**Short problem**
Write out the listing below word for word, leaving out the pictures.

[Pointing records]
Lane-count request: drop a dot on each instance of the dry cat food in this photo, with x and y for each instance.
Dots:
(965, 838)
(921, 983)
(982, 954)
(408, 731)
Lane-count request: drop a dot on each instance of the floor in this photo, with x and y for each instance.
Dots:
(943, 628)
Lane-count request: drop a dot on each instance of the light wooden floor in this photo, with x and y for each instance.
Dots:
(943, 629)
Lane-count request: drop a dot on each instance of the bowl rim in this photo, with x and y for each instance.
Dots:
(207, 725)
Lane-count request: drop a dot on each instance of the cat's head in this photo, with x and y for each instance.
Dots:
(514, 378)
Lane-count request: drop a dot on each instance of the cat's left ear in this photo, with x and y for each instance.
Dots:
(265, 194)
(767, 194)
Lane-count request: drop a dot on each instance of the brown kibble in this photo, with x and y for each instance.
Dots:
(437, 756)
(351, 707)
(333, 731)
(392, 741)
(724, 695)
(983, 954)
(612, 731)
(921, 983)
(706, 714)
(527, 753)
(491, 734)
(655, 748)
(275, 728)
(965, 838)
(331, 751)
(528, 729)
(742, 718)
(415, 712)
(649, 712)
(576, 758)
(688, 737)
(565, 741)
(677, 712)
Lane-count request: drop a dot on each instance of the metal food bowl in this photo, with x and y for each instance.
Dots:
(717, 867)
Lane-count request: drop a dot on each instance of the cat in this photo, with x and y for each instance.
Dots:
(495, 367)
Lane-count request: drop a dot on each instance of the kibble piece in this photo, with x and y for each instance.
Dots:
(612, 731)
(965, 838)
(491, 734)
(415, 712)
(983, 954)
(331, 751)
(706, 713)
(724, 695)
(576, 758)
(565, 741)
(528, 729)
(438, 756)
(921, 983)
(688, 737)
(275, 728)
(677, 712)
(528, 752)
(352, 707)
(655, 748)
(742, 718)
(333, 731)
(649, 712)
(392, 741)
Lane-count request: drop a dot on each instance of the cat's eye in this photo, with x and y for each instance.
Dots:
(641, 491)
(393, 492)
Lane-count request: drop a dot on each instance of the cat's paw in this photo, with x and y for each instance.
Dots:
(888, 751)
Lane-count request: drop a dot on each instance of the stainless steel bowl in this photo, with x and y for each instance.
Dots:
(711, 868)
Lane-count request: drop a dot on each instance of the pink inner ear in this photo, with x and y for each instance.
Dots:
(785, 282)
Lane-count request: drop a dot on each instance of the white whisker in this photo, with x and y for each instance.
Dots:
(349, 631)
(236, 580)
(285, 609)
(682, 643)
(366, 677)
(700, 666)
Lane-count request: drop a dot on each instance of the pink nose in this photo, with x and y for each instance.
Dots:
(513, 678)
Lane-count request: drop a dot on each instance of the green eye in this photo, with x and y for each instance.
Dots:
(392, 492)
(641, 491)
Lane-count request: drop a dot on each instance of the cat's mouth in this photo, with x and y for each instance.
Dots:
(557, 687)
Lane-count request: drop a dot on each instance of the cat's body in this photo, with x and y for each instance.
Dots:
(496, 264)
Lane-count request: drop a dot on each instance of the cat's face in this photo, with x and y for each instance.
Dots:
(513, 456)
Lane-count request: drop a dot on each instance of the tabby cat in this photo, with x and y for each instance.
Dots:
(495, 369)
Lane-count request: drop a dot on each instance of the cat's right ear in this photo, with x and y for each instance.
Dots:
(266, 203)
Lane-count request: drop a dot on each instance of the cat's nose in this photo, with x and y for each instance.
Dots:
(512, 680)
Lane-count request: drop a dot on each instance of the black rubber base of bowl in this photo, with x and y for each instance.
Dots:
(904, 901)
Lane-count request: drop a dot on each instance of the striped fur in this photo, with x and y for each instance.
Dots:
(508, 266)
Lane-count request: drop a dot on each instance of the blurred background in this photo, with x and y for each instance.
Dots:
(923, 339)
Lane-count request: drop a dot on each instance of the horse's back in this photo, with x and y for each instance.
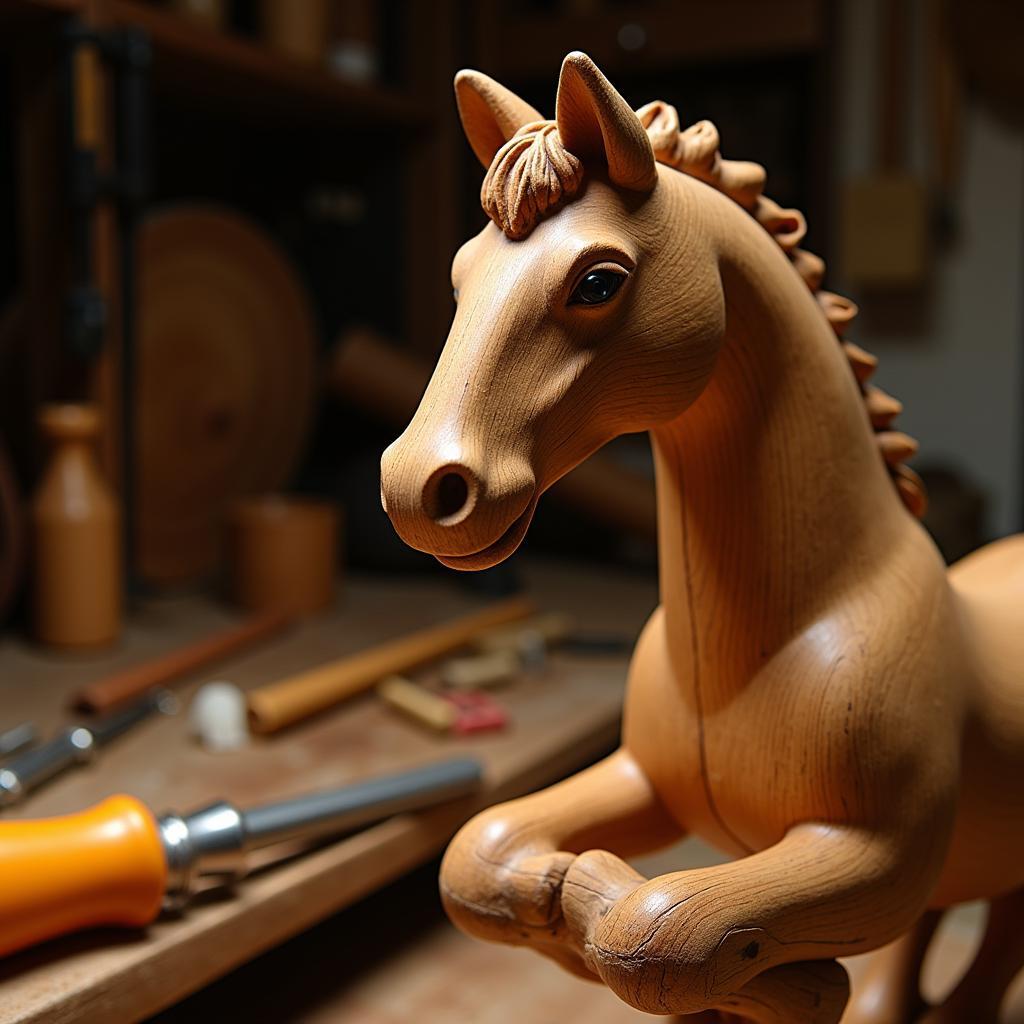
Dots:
(989, 842)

**Right answer**
Lane-count request: drop a dot on each instance of the dry cat food in this photo, with x and y for each instance.
Dots:
(965, 838)
(921, 983)
(982, 954)
(408, 731)
Lane-count request: drop a dot on each instance of the floor in this photo, with x and y for each instance.
Dots:
(943, 628)
Lane-count request: drop a dot on each instance of the light wooden floor in this photo, with x and y for each instance.
Dots:
(943, 629)
Lane-count request: drop a dot on each instance of the bowl rim in this photo, with x and y for each instance.
Dots:
(207, 725)
Lane-count request: drop a dot on each instance of the cat's head in this photo, with x and y for each instance.
Dots:
(514, 378)
Lane-count request: drop a dot on each instance of the cat's left ear in this photo, with x and y for each instance.
Dots:
(265, 194)
(767, 194)
Lane-count request: drop a dot on each instance of the brown kibble in this photo, with x and y for each instance.
Dots:
(437, 756)
(351, 707)
(333, 731)
(392, 741)
(724, 695)
(983, 954)
(612, 731)
(921, 983)
(706, 714)
(527, 753)
(491, 734)
(655, 748)
(275, 728)
(965, 838)
(331, 751)
(528, 729)
(742, 718)
(415, 712)
(649, 712)
(576, 758)
(688, 737)
(565, 741)
(677, 712)
Lane-count request: drop a dot on each instance of the metal food bowl in this photo, with x and y for each instance.
Dots:
(717, 867)
Lane-count request: drop a dot on each instance of the cat in this photo, with x and y for each instance.
Dots:
(495, 367)
Lane-count request: drop a dot on each instance of the kibble piece in this photo, with x and y for each instance.
Dots:
(612, 731)
(965, 838)
(491, 734)
(415, 712)
(983, 954)
(331, 751)
(706, 713)
(724, 695)
(576, 758)
(565, 741)
(528, 729)
(438, 756)
(921, 983)
(688, 737)
(275, 728)
(677, 712)
(528, 752)
(352, 707)
(655, 748)
(742, 718)
(333, 731)
(649, 712)
(392, 741)
Lane-count request: drop a dot on each instance of the cat's eye in this photo, with x and y for each instance.
Dots:
(641, 491)
(393, 492)
Lane-count request: drop a dot on each instance of the cat's paw in this photo, with x and y for each instance.
Dots:
(888, 751)
Lane-count request: drop a dot on each instance of the stainless steel bowl in this photo, with x and y for each instance.
Dots:
(711, 868)
Lane-count request: drop a dot on each instance of the pink inner ear in this photo, with x and y for each instance.
Dots:
(785, 282)
Lane-count request: drop a dot on each instance of the white whisker in this photo, with x and y for each instance.
Dots:
(349, 631)
(236, 580)
(285, 609)
(682, 643)
(366, 677)
(700, 666)
Lane-count request: drop a dot on each instance of the pink nose in this photo, with x and y for each instance.
Dots:
(513, 678)
Lane-count request: drop a dot on each instance of the green eye in this photo, with x and y for each instance.
Dots:
(392, 492)
(641, 491)
Lane-count request: drop a dot on each instance of the cat's mouth in this photo, with x and y for each instance.
Dots:
(557, 687)
Lane-count request: drop a dot on each instance of the cat's body in this photo, with x and y for each instance.
Dots:
(496, 264)
Lane-count request: drop a dot on each instance of the cat's face in this photo, with x and y for each instance.
Dots:
(513, 456)
Lane-count request: drop a dot on each instance of the tabby cat in this photo, with x and y for each instance.
Dots:
(495, 369)
Lane-count request: drop a dot on each instance of the cat's right ear in this photo, with x and y for each instance.
Dots:
(266, 203)
Lane-count request: drop a dot on each instance of the cat's nose in this photo, with x and y for each instance.
Dots:
(512, 680)
Lane-count request: drop a dot on each instance of the black rubber base of bowl in this photo, with x and y for each instance.
Dots:
(904, 901)
Lane-count request: drop a dot on each instance of the striped fur in this photo, with x and y for each instance.
Dots:
(508, 266)
Lane-count request: drop a dot on each instance of the blurred background in this photo, with x and y for each instance.
Dots:
(923, 339)
Lane-count request: drop a dot on each instance of the horse's back in this photo, with x and y for each instance.
Dots:
(989, 842)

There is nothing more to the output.